• _Exercise materials_:
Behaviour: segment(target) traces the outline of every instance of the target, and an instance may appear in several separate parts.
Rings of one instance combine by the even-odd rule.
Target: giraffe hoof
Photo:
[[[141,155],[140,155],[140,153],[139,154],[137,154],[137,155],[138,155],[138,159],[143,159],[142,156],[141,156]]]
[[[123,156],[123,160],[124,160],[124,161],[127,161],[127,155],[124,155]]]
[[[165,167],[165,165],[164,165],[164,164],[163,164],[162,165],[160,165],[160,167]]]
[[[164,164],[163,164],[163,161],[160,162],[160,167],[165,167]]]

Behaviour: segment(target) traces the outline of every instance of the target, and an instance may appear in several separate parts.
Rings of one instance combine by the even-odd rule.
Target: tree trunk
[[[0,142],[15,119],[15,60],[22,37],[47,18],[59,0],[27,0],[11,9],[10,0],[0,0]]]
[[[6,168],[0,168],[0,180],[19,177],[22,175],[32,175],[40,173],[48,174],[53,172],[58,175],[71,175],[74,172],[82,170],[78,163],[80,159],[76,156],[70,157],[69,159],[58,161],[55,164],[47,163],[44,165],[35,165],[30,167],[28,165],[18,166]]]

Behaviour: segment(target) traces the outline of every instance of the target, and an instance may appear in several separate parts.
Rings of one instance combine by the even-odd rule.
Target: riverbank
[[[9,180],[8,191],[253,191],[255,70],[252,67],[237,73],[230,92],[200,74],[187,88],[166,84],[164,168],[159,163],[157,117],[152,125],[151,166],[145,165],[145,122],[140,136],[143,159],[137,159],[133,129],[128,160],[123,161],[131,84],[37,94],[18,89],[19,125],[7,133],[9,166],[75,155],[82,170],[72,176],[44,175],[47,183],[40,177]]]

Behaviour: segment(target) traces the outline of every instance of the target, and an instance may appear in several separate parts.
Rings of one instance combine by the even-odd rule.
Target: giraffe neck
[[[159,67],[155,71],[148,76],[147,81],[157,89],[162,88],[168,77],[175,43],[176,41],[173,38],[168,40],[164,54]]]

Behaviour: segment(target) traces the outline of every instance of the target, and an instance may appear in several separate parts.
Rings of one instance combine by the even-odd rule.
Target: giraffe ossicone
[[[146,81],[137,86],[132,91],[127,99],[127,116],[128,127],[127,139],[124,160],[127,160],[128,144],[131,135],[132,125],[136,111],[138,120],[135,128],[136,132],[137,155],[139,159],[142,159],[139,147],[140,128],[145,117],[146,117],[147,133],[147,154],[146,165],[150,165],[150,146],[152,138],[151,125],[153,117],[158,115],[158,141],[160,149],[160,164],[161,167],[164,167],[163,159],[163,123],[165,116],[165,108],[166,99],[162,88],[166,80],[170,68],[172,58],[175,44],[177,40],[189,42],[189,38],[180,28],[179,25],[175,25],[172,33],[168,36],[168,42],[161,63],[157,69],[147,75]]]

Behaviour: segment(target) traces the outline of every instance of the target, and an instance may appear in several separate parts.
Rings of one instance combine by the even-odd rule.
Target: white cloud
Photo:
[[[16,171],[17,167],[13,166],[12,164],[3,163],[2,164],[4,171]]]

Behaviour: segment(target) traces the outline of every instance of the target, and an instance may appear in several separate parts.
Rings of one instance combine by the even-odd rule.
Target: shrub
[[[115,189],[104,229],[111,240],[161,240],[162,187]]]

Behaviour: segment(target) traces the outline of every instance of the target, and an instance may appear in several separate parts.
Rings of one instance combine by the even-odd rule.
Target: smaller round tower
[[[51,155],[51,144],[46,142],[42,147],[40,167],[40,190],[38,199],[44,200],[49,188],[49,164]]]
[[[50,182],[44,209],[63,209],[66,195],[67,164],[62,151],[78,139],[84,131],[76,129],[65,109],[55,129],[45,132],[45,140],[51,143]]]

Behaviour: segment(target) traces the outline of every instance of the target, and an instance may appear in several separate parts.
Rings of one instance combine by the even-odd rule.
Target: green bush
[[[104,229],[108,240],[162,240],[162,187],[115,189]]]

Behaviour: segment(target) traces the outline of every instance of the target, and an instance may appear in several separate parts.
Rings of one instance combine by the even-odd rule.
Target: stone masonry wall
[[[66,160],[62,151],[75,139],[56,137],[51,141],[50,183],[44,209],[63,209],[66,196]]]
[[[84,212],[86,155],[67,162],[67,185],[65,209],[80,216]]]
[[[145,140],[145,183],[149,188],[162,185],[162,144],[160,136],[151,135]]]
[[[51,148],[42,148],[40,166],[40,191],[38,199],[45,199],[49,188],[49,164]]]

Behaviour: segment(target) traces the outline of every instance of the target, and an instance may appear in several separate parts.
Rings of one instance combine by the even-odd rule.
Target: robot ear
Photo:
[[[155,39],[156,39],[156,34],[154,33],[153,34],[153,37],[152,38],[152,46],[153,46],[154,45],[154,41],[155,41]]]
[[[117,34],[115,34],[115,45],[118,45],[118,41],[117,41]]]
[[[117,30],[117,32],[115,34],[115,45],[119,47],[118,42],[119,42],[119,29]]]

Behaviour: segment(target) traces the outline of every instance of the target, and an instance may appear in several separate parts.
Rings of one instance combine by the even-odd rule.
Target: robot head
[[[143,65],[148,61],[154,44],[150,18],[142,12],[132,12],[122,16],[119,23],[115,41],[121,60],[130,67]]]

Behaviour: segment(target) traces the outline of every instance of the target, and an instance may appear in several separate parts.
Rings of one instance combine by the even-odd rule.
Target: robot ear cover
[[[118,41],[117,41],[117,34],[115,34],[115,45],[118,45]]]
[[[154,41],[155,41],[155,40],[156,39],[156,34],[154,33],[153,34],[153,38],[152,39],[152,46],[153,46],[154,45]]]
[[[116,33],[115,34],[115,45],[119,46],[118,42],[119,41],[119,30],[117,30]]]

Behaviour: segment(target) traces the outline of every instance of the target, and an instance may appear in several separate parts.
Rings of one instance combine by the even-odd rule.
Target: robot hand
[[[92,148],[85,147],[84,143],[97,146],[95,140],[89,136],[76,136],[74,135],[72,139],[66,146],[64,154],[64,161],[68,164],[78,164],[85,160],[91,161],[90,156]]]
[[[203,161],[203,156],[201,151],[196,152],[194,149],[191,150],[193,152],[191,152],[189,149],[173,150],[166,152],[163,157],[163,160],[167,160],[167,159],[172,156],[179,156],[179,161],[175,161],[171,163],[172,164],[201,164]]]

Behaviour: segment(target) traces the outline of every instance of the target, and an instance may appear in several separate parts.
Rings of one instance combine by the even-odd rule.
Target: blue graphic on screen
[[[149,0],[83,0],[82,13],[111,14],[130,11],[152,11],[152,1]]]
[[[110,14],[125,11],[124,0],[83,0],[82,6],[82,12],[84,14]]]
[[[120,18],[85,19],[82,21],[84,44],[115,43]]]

• _Challenge_:
Which lines in the rows above contain the word "giraffe", with case counting? Pick out each such line and copy it in full.

• _The response_:
Target: giraffe hoof
Target: giraffe neck
Target: giraffe ossicone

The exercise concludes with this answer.